Provided records below:

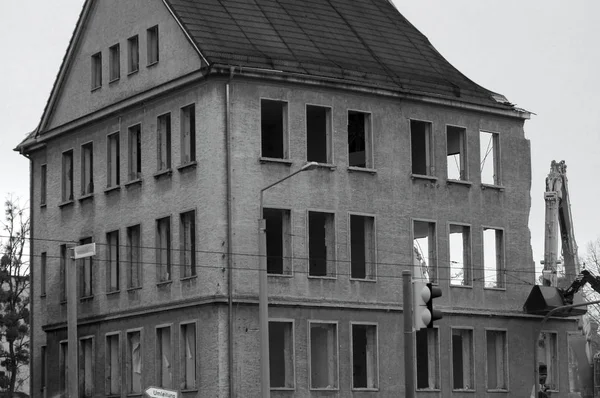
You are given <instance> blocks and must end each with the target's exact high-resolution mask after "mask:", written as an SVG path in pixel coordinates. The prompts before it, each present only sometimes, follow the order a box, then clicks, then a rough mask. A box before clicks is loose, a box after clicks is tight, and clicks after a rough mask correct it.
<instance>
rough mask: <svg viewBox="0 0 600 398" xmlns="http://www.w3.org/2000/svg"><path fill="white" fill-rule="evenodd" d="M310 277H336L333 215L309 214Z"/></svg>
mask: <svg viewBox="0 0 600 398" xmlns="http://www.w3.org/2000/svg"><path fill="white" fill-rule="evenodd" d="M308 257H309V270H308V275H309V276H331V277H333V276H335V232H334V218H333V214H331V213H321V212H316V211H309V212H308Z"/></svg>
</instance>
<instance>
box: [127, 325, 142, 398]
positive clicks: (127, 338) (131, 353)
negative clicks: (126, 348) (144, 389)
mask: <svg viewBox="0 0 600 398" xmlns="http://www.w3.org/2000/svg"><path fill="white" fill-rule="evenodd" d="M140 335H141V333H140V332H138V331H135V332H128V333H127V356H126V365H127V373H126V374H127V392H128V393H130V394H135V393H141V392H142V346H141V339H140Z"/></svg>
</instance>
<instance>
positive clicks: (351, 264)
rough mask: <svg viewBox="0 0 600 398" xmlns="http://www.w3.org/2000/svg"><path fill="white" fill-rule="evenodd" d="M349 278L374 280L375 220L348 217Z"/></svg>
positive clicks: (353, 216)
mask: <svg viewBox="0 0 600 398" xmlns="http://www.w3.org/2000/svg"><path fill="white" fill-rule="evenodd" d="M350 259H351V271H350V272H351V275H350V277H351V278H355V279H374V278H375V218H373V217H369V216H359V215H355V214H351V215H350Z"/></svg>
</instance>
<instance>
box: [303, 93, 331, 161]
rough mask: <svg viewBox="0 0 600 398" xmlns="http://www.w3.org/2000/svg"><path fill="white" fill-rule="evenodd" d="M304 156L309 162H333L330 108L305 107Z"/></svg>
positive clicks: (316, 106) (330, 115)
mask: <svg viewBox="0 0 600 398" xmlns="http://www.w3.org/2000/svg"><path fill="white" fill-rule="evenodd" d="M306 156H307V157H306V158H307V160H308V161H309V162H318V163H332V162H333V155H332V143H331V108H327V107H323V106H313V105H307V106H306Z"/></svg>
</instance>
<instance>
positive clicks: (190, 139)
mask: <svg viewBox="0 0 600 398" xmlns="http://www.w3.org/2000/svg"><path fill="white" fill-rule="evenodd" d="M195 160H196V106H195V105H193V104H192V105H189V106H186V107H185V108H181V163H182V164H187V163H190V162H193V161H195Z"/></svg>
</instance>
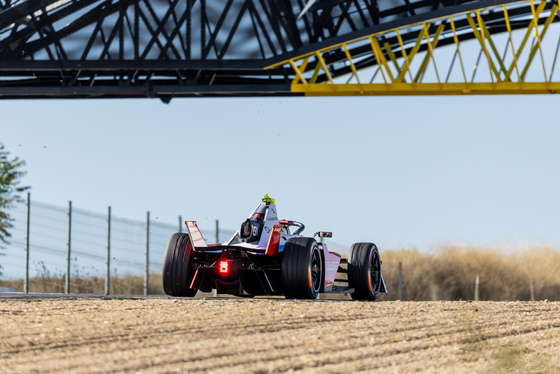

End of Provided records.

— Exercise brief —
Which lines above run from the one containing "positive clicks: (353, 216)" down to the one containing "box: [303, 93, 331, 161]"? Repeat exactly those, both ends included, and nothing else.

— Response —
positive clicks: (353, 216)
mask: <svg viewBox="0 0 600 398" xmlns="http://www.w3.org/2000/svg"><path fill="white" fill-rule="evenodd" d="M350 259H351V271H350V272H351V275H350V277H351V278H355V279H374V278H375V218H373V217H369V216H359V215H355V214H351V215H350Z"/></svg>
</instance>
<instance>
box: [303, 93, 331, 161]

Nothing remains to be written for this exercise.